__Records from a point-labeling set__:
⁂
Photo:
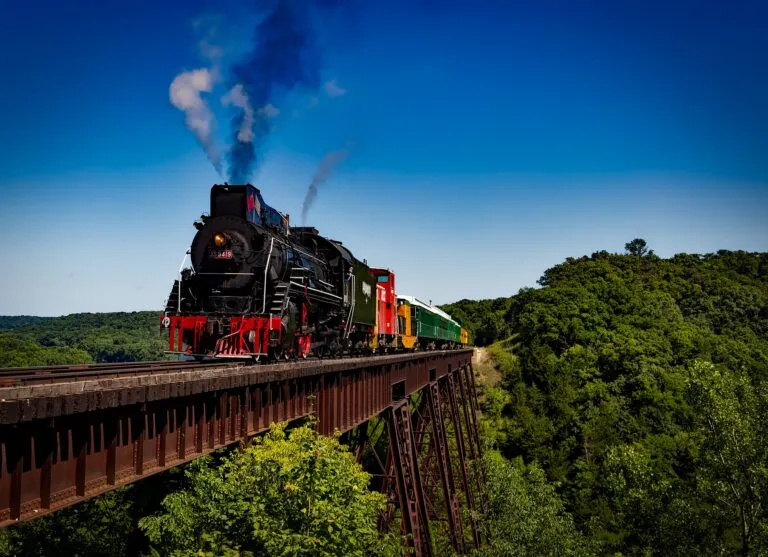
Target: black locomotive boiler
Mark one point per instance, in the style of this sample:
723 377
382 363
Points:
257 287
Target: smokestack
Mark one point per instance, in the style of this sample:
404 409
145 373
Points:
327 164
284 57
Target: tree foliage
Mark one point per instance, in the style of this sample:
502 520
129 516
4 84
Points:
81 338
638 385
286 494
526 516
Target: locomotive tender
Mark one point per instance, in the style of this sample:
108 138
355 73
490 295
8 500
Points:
258 287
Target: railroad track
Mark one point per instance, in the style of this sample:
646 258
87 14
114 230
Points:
20 376
14 376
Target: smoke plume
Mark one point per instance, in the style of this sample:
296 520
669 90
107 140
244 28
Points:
327 164
238 98
185 94
284 57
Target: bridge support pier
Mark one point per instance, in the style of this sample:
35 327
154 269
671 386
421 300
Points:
432 446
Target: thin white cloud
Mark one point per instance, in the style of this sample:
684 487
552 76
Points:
332 89
269 111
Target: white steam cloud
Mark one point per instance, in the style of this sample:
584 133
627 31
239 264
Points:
185 94
327 164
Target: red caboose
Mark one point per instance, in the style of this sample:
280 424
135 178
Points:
386 308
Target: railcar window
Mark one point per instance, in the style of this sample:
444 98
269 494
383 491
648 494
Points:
230 204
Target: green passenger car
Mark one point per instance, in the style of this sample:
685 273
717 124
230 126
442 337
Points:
431 325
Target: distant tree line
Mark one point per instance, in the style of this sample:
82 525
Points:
81 338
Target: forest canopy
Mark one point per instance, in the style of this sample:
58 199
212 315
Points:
640 386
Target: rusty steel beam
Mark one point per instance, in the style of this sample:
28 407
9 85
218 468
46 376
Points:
440 443
63 442
462 456
402 446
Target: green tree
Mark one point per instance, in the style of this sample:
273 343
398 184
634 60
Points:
288 495
526 516
637 247
733 472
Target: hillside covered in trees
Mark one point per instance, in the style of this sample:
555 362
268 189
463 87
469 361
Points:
80 338
623 412
640 386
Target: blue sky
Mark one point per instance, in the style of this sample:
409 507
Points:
492 140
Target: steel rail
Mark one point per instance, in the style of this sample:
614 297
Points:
16 376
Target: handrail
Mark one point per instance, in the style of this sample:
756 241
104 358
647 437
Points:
181 268
266 270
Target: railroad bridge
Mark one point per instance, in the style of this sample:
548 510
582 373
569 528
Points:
67 434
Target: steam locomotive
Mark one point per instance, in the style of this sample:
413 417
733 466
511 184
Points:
259 288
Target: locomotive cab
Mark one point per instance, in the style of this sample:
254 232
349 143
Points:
246 202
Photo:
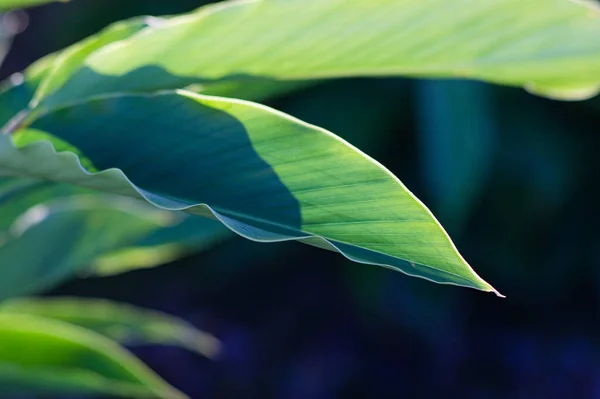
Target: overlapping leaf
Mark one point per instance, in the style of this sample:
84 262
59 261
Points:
128 325
44 356
504 41
265 175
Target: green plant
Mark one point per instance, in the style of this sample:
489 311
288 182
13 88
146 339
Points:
164 111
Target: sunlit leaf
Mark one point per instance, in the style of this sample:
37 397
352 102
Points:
49 357
128 325
67 235
544 45
265 175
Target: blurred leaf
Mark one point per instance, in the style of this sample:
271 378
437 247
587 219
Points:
125 324
67 235
502 41
456 145
10 4
17 91
265 175
72 58
75 231
191 234
48 357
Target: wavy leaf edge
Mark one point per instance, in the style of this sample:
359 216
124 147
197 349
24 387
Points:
161 202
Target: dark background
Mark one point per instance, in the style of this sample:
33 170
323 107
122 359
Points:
511 176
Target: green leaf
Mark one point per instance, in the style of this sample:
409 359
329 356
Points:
191 234
11 4
67 234
43 356
502 41
128 325
77 231
72 58
17 91
265 175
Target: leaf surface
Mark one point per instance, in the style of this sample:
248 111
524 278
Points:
126 324
502 41
44 356
265 175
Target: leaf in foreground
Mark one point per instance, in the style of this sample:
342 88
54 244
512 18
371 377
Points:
126 324
265 175
43 356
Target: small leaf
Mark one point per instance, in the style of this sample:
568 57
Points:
125 324
67 234
265 175
71 59
44 356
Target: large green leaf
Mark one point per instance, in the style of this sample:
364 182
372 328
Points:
543 45
123 323
10 4
265 175
49 357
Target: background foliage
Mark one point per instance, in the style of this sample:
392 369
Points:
511 176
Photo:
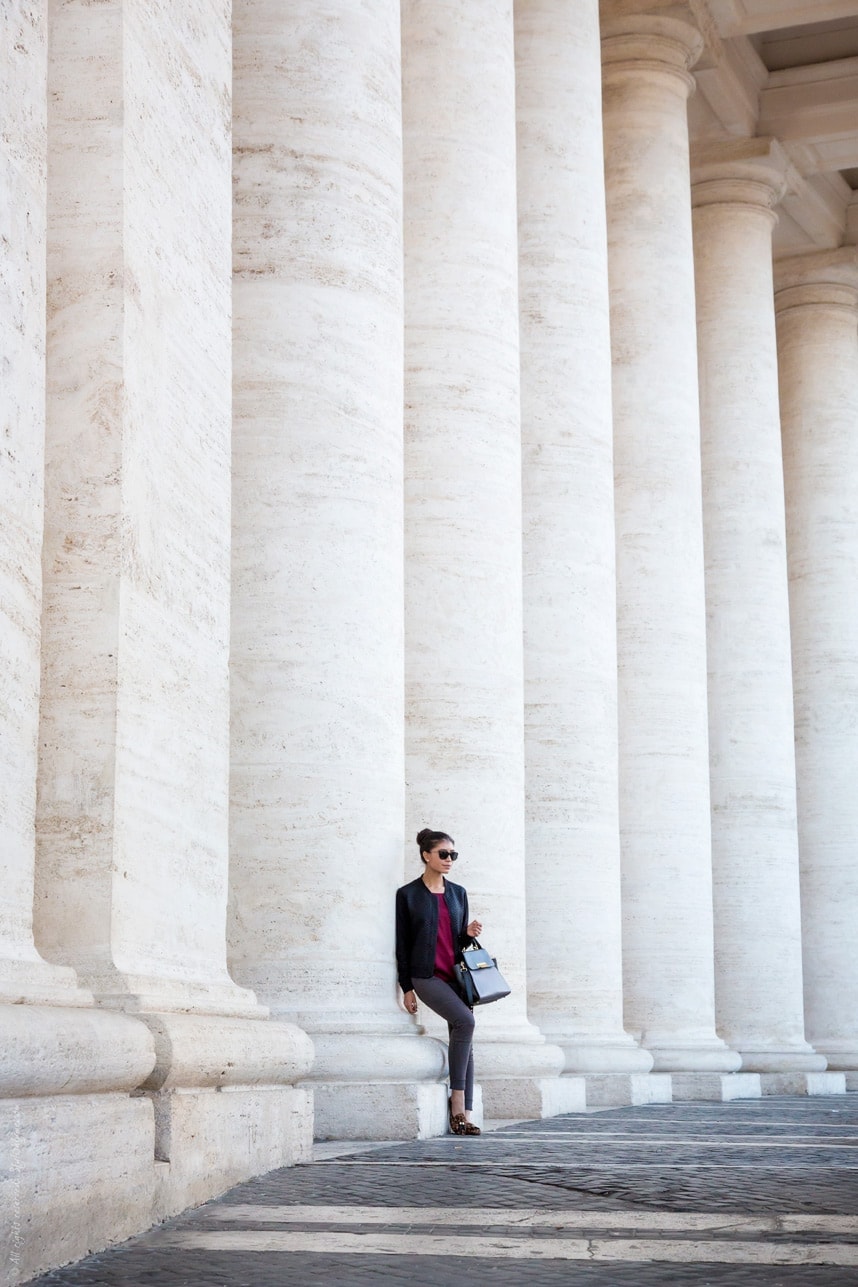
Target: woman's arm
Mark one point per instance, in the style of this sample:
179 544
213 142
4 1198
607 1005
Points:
403 942
470 929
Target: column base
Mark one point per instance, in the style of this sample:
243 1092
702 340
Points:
508 1098
623 1090
804 1083
32 981
591 1053
80 1178
672 1054
152 994
206 1140
802 1058
380 1110
374 1054
840 1053
719 1088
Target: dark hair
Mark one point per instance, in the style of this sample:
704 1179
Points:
427 839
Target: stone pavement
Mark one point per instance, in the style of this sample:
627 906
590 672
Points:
755 1192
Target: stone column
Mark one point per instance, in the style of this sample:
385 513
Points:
661 623
133 861
23 974
573 843
817 322
318 774
463 614
66 1070
755 848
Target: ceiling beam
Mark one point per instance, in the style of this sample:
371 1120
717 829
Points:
746 17
812 104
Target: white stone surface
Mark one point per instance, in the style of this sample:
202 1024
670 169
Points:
380 1110
317 776
206 1140
661 631
23 976
718 1086
817 303
618 1089
751 756
533 1097
463 614
52 1050
804 1083
133 806
571 834
205 1050
80 1178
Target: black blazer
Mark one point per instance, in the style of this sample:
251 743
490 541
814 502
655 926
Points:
417 928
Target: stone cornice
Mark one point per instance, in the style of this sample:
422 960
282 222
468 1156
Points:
659 36
742 171
827 278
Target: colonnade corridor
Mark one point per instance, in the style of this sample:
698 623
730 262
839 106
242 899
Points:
417 413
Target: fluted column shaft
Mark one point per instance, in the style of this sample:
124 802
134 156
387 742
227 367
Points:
661 637
817 322
317 770
463 664
755 850
574 919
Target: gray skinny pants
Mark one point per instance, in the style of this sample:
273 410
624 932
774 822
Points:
441 998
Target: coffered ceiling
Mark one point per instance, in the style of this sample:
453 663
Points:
789 70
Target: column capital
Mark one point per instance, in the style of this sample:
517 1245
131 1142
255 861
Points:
742 171
655 36
827 278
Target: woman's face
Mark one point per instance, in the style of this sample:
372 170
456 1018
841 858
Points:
434 860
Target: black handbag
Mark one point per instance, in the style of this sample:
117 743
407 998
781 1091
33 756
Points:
480 980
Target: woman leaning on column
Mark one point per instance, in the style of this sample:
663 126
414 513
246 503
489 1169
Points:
431 929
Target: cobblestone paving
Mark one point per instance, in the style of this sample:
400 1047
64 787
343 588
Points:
755 1192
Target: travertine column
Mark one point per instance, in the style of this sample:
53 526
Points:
66 1070
318 775
817 318
463 617
573 842
23 974
661 624
135 718
755 850
133 861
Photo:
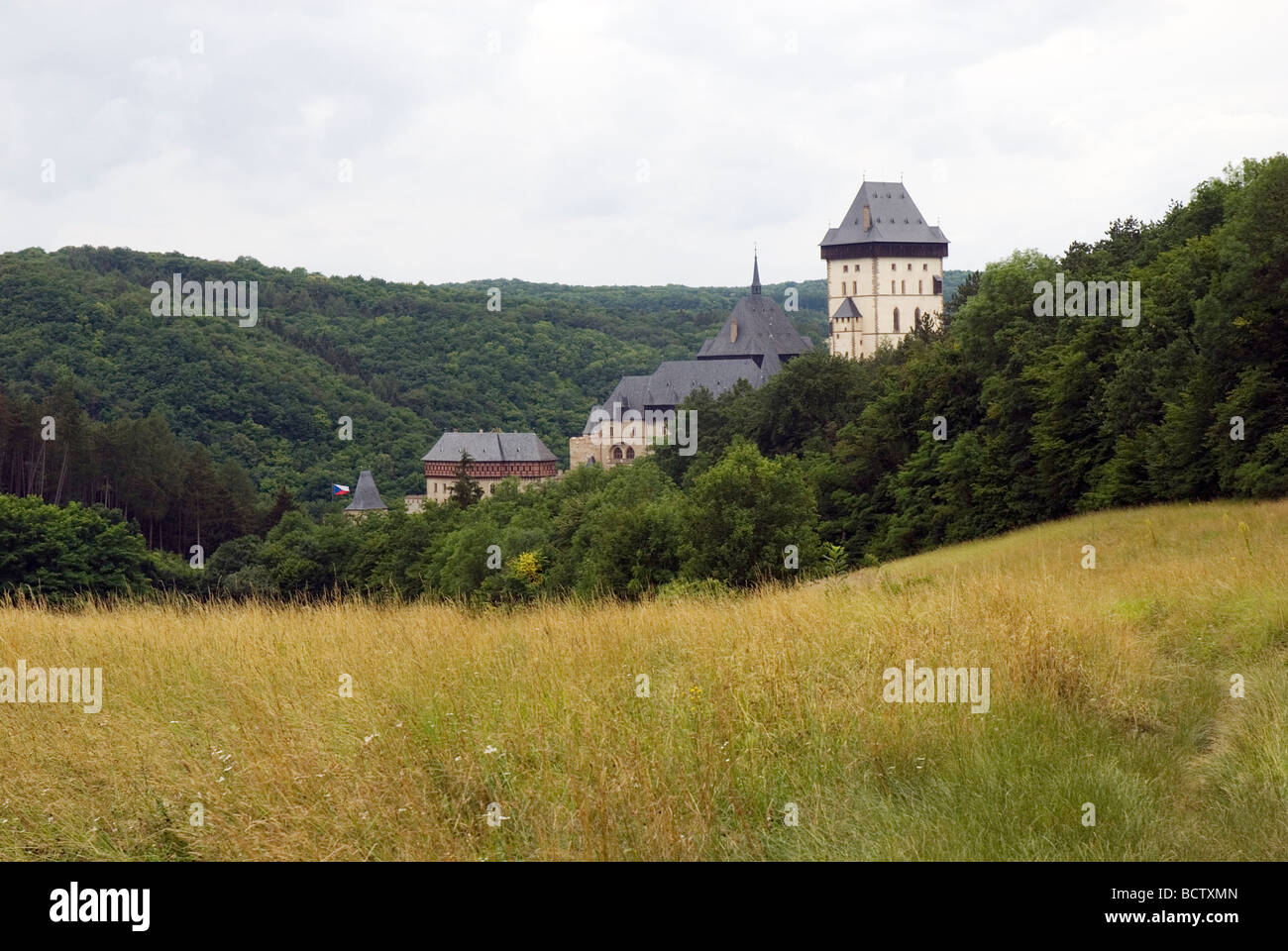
⁂
Return every line of the records above that contains the word "dark".

Target: dark background
Target: dark hair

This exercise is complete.